- **Given instruction**: Scan the records for the line containing "Expected: one point per instance of the bull's head, with"; extract it and all later lines, verbatim, through the end, and nothing before it.

- **Exercise inputs**:
* * * * * * * * *

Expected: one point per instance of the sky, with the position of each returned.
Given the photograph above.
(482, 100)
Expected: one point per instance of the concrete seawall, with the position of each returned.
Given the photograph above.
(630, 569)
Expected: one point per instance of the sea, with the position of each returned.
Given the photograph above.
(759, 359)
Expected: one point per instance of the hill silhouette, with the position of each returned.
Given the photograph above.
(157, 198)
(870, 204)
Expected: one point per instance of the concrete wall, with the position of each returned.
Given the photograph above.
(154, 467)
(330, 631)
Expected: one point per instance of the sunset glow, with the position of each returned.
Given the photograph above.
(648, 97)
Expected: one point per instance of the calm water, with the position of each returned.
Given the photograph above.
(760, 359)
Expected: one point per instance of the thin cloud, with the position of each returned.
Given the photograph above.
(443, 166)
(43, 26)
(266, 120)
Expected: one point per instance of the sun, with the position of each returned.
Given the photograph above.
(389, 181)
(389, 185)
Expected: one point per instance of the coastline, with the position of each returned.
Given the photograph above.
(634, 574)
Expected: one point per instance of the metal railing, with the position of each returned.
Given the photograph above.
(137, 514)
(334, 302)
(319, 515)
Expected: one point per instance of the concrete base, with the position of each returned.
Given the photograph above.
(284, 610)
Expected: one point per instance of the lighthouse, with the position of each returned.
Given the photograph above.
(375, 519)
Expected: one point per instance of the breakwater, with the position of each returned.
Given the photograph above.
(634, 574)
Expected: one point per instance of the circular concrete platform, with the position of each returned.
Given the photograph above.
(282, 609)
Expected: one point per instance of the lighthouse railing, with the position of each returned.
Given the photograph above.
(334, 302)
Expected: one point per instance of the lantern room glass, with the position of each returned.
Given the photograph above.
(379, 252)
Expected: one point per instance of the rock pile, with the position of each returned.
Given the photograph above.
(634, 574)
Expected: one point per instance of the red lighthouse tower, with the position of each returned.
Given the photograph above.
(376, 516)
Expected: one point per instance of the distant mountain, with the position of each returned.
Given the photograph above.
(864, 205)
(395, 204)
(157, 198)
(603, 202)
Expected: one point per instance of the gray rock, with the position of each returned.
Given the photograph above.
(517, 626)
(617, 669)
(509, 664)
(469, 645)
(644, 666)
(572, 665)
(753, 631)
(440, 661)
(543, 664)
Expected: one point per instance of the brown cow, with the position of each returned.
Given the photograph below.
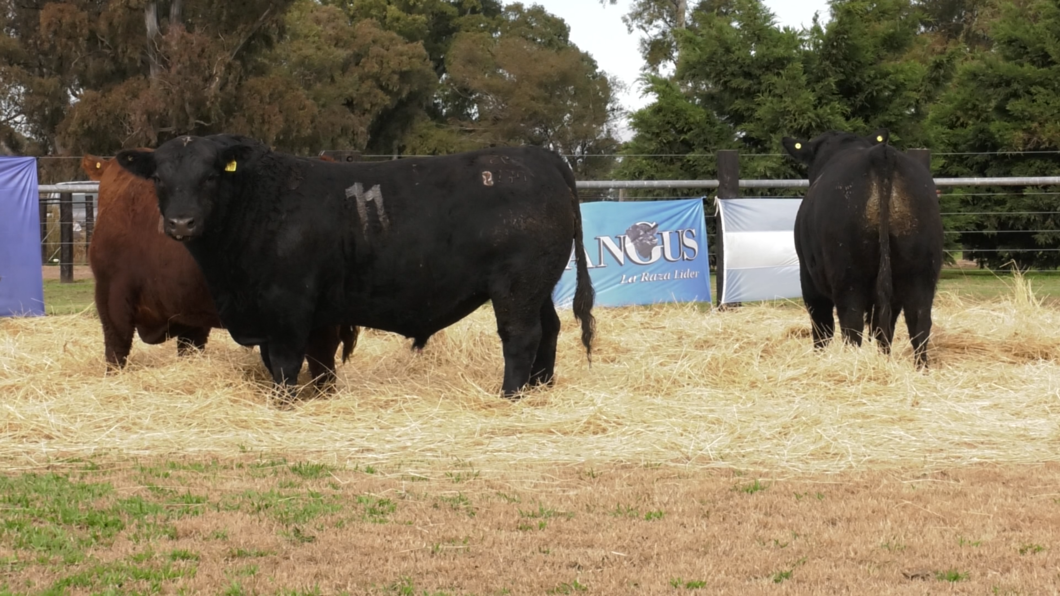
(147, 282)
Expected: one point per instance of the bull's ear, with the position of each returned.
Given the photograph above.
(93, 167)
(237, 155)
(137, 162)
(797, 149)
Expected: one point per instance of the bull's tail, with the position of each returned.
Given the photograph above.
(348, 334)
(584, 295)
(884, 165)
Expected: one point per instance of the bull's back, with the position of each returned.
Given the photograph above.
(426, 235)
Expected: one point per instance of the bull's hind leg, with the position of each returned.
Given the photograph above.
(116, 313)
(883, 331)
(518, 325)
(851, 314)
(918, 321)
(190, 339)
(543, 370)
(820, 308)
(320, 354)
(265, 360)
(286, 357)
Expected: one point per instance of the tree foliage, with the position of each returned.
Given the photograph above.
(972, 80)
(390, 76)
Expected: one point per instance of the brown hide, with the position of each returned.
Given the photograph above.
(147, 282)
(143, 280)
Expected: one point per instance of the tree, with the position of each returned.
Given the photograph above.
(656, 20)
(523, 81)
(1001, 118)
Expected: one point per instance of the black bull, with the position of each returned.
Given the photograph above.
(869, 239)
(410, 246)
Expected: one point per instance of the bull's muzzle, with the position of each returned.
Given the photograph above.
(182, 228)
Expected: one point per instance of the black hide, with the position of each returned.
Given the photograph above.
(410, 246)
(869, 239)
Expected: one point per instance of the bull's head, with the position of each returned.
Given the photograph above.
(642, 237)
(190, 174)
(816, 153)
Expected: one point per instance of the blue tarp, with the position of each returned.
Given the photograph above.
(21, 286)
(642, 252)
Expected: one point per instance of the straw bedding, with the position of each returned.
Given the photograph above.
(669, 385)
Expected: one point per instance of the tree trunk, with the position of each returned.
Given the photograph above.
(176, 12)
(151, 21)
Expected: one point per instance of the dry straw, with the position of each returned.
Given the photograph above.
(670, 384)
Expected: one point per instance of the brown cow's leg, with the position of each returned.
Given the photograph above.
(116, 314)
(189, 338)
(543, 370)
(320, 355)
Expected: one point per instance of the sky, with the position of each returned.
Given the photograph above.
(599, 30)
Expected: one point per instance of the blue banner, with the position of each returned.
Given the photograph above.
(642, 252)
(21, 286)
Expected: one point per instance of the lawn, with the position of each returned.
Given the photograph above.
(68, 298)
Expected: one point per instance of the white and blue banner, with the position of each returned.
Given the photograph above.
(642, 252)
(758, 249)
(21, 286)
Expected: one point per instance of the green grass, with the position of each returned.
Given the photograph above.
(69, 298)
(984, 284)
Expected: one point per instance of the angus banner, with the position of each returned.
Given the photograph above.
(642, 252)
(21, 287)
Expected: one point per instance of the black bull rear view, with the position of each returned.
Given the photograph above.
(869, 239)
(410, 246)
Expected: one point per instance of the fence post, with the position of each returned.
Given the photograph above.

* * * * * * * * *

- **Right answer**:
Expected: one point per instance of the bull's head, with the position of each returned.
Given the photograph above.
(642, 237)
(190, 174)
(816, 153)
Expected: one point per instance of the blue tarp, with the position of each returned.
Given the photograph above.
(21, 286)
(642, 252)
Expected: one point per instance of the straw bedding, with the position of each returned.
Given the photograph above.
(669, 385)
Expected: one point per instance of the tree trunk, with the position of each returned.
Given the photograph above.
(176, 12)
(151, 21)
Expected: one point per instance of the dry straw, with the position of each returned.
Given the photograph above.
(670, 384)
Expected: one point per instance of the brown cow's leg, with the position of each returned.
Given the photograph above.
(116, 314)
(189, 338)
(543, 370)
(320, 355)
Expected: one point per instance of the sky, with the position of each returned.
Given the photograph above.
(599, 30)
Expected: one point per instance of the blue banner, with the position of each returned.
Given the photograph above.
(642, 252)
(21, 286)
Expected: one point per instance of the lawn, with the position of each returned.
Given the photograph above.
(68, 298)
Expected: one point per instance of the white and blue banner, with the position of each returned.
Given the photograph above.
(642, 252)
(758, 249)
(21, 286)
Expected: one point per instance of the green grass, with the position of each returned.
Given the photograph above.
(69, 298)
(984, 284)
Expected: one point per instance of the angus banner, with the position of each returned.
Given the photograph above.
(642, 252)
(21, 287)
Expected: one point per instance of the black bull rear view, with the position of each returned.
Given the photograph above.
(869, 239)
(410, 246)
Expected: one point per instance of the fence post, with the position of each returned.
Given the photograph above.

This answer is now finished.